Task description =
Each line of the material below should be retyped precisely as it appears.

*** Records supplied Section Begins ***

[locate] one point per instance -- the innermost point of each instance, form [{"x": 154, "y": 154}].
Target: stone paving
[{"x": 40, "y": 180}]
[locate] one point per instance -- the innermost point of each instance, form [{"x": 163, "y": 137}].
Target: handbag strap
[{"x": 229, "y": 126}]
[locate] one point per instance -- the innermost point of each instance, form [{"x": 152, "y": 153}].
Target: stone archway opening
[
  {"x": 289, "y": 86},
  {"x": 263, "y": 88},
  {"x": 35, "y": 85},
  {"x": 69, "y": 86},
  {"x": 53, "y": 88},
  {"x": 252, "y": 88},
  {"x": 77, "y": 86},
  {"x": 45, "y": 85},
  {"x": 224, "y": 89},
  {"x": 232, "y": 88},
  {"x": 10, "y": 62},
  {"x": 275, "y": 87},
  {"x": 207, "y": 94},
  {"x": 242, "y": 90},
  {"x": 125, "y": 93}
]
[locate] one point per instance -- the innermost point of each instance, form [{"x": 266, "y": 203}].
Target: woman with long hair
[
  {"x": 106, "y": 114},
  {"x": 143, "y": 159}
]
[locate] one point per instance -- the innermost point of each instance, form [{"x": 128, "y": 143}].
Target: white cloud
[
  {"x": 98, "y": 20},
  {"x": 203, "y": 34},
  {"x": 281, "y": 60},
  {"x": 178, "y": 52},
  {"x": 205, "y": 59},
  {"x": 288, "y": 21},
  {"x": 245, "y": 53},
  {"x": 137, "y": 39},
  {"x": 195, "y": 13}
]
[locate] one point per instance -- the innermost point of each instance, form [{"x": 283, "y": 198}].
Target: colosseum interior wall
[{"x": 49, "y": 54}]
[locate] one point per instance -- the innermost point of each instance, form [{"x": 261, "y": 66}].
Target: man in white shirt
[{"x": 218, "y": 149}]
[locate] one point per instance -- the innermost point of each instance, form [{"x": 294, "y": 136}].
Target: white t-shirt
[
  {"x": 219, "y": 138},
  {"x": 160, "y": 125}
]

*** Records supplied Section Ends ***

Task solution =
[locate] one point per instance -- the innermost point of each instance, form [{"x": 154, "y": 154}].
Target: stone paving
[{"x": 40, "y": 180}]
[locate] one point per instance -- the innermost point of each instance, form [{"x": 163, "y": 137}].
Target: handbag strap
[{"x": 229, "y": 126}]
[locate] one point per instance -- the innermost point of each instance, form [{"x": 152, "y": 153}].
Target: stone archway opening
[
  {"x": 289, "y": 86},
  {"x": 263, "y": 88},
  {"x": 35, "y": 85},
  {"x": 69, "y": 86},
  {"x": 53, "y": 88},
  {"x": 252, "y": 88},
  {"x": 77, "y": 86},
  {"x": 45, "y": 85},
  {"x": 224, "y": 89},
  {"x": 232, "y": 88},
  {"x": 10, "y": 62},
  {"x": 275, "y": 87},
  {"x": 207, "y": 94},
  {"x": 242, "y": 90},
  {"x": 125, "y": 93}
]
[locate] one point per instance -- the innermost point of each instance, form [{"x": 266, "y": 203}].
Target: woman with long hair
[
  {"x": 106, "y": 114},
  {"x": 143, "y": 159}
]
[locate] one point per instance -- the innermost point of each instance, form [{"x": 128, "y": 143}].
Target: white cloud
[
  {"x": 98, "y": 20},
  {"x": 203, "y": 34},
  {"x": 281, "y": 60},
  {"x": 178, "y": 52},
  {"x": 205, "y": 59},
  {"x": 288, "y": 21},
  {"x": 245, "y": 53},
  {"x": 137, "y": 39},
  {"x": 195, "y": 13}
]
[locate] one point per instance -- the innermost point of each instance, form [{"x": 283, "y": 198}].
Target: colosseum interior wall
[{"x": 49, "y": 54}]
[locate] one point per instance -- the innermost point of each instance, form [{"x": 261, "y": 66}].
Target: man in white shirt
[{"x": 218, "y": 149}]
[locate] one point per instance -- the innermost point of each instance, form [{"x": 294, "y": 136}].
Target: white t-shirt
[
  {"x": 219, "y": 138},
  {"x": 160, "y": 125}
]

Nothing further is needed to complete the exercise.